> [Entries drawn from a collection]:
***
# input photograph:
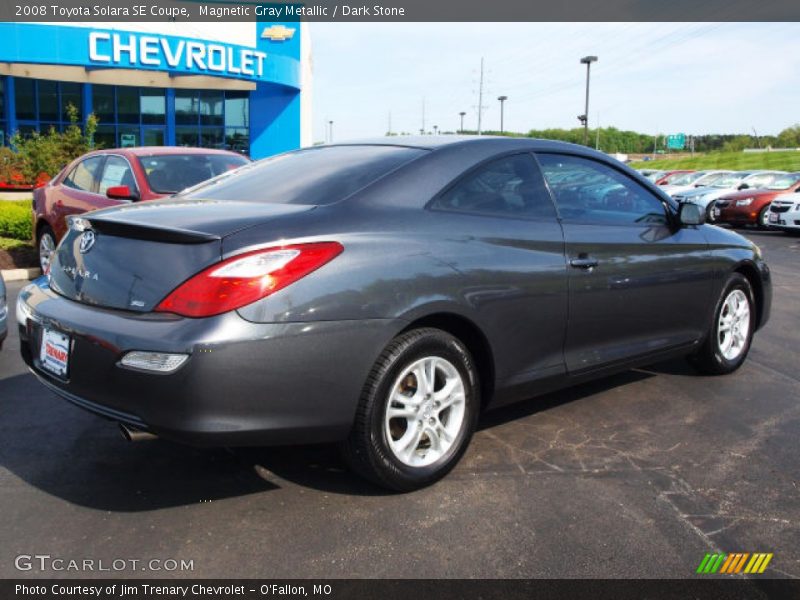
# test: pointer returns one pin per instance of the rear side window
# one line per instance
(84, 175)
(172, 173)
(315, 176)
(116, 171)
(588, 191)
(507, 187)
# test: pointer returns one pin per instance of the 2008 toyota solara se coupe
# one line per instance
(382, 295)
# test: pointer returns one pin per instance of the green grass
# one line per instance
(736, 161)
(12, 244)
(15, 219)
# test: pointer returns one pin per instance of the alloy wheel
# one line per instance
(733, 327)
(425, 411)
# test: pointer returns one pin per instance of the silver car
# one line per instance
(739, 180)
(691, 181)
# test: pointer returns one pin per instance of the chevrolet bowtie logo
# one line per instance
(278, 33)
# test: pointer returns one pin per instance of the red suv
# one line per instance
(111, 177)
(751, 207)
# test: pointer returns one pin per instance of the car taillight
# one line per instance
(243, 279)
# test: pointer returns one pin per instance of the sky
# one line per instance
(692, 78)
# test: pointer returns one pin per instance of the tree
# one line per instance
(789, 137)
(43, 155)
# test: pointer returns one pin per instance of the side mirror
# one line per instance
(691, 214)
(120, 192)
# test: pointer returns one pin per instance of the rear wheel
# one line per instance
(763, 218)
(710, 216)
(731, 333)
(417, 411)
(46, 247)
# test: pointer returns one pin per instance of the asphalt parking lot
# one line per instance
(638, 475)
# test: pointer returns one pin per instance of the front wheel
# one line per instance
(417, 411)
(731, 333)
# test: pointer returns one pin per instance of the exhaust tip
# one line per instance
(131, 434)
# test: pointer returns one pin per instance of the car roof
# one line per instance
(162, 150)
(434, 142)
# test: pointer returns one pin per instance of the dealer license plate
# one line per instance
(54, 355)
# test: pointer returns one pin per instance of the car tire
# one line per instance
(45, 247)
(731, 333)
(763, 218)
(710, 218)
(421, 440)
***
> [Problem requirements]: Can you format the records, from the line containing "the car tire" through the last line of the records, as a Markdown table with the columns Row and Line, leaving out blank lines?

> [Answer for the task]:
| Row | Line |
|---|---|
| 1 | # test: pointer returns one pin per instance of the car tire |
| 2 | # one line per instance |
| 3 | (45, 247) |
| 4 | (731, 333) |
| 5 | (763, 218) |
| 6 | (710, 218) |
| 7 | (421, 440) |